## CHALLENGE
Reproduce the data that opens with the line containing "of the high" and closes with the line containing "Target: high ceiling", putting "tall ceiling" wherever "high ceiling" appears and keeping everything else the same.
####
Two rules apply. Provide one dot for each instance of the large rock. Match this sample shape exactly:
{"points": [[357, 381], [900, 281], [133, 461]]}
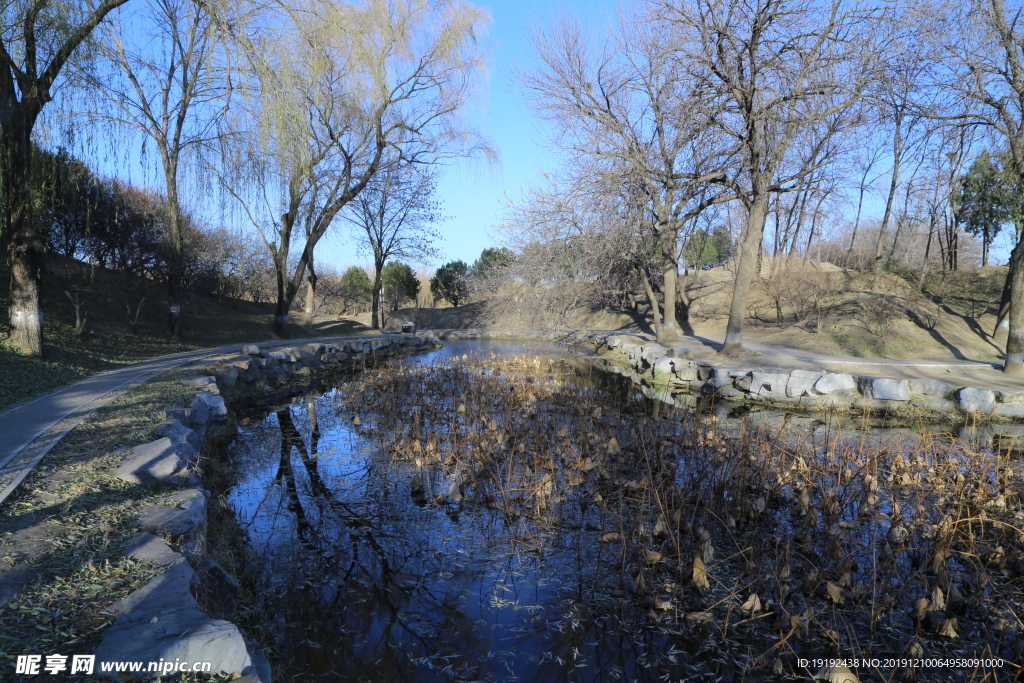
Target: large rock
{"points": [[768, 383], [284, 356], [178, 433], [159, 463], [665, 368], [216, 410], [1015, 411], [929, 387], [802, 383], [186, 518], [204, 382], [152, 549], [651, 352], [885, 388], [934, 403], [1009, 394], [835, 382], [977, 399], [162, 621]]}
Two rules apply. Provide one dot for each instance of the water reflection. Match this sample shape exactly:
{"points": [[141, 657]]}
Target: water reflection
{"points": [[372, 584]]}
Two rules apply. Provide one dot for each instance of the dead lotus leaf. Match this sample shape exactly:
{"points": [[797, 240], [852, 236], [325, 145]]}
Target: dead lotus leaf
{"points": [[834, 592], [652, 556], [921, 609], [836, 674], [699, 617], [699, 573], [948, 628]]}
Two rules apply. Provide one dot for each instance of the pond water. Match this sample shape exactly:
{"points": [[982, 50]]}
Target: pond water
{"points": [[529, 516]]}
####
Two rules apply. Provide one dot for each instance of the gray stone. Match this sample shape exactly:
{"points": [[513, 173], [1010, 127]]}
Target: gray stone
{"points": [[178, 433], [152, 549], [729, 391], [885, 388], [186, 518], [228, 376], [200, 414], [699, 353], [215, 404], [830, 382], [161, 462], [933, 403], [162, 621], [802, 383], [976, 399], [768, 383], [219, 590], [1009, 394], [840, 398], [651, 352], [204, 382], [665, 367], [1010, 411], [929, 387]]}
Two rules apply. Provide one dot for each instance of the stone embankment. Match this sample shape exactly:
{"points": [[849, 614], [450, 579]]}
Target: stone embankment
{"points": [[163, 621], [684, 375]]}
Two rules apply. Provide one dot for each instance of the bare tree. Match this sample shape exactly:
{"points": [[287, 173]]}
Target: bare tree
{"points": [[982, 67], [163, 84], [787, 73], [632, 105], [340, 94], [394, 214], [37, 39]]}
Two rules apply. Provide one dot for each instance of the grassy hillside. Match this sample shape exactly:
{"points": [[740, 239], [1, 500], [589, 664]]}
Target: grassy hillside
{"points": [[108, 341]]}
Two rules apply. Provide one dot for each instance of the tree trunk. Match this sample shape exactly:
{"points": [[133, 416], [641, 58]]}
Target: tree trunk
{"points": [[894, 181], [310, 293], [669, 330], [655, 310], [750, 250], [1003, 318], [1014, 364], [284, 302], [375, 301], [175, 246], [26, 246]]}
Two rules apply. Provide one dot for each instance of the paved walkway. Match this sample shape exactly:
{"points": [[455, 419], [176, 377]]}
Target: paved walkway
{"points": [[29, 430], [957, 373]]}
####
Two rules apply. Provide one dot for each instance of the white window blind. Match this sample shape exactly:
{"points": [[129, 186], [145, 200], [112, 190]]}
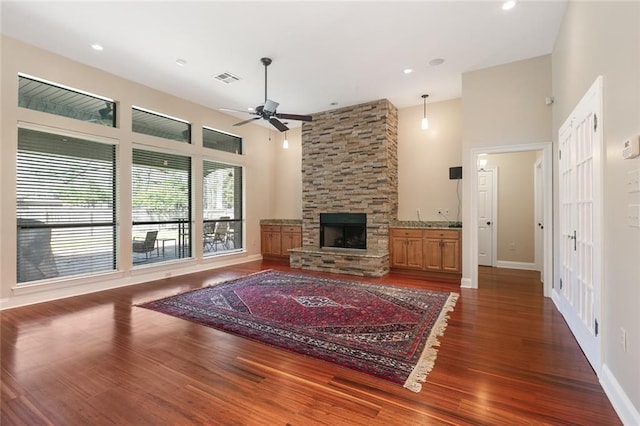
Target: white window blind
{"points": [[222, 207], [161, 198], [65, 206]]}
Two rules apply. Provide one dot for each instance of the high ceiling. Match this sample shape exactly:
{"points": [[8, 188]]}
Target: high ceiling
####
## WORKED SOLUTION
Two rules apply. Provide one dot for each instance of the tall ceiling. Match this sample shape exactly:
{"points": [[8, 188]]}
Target: tall ceiling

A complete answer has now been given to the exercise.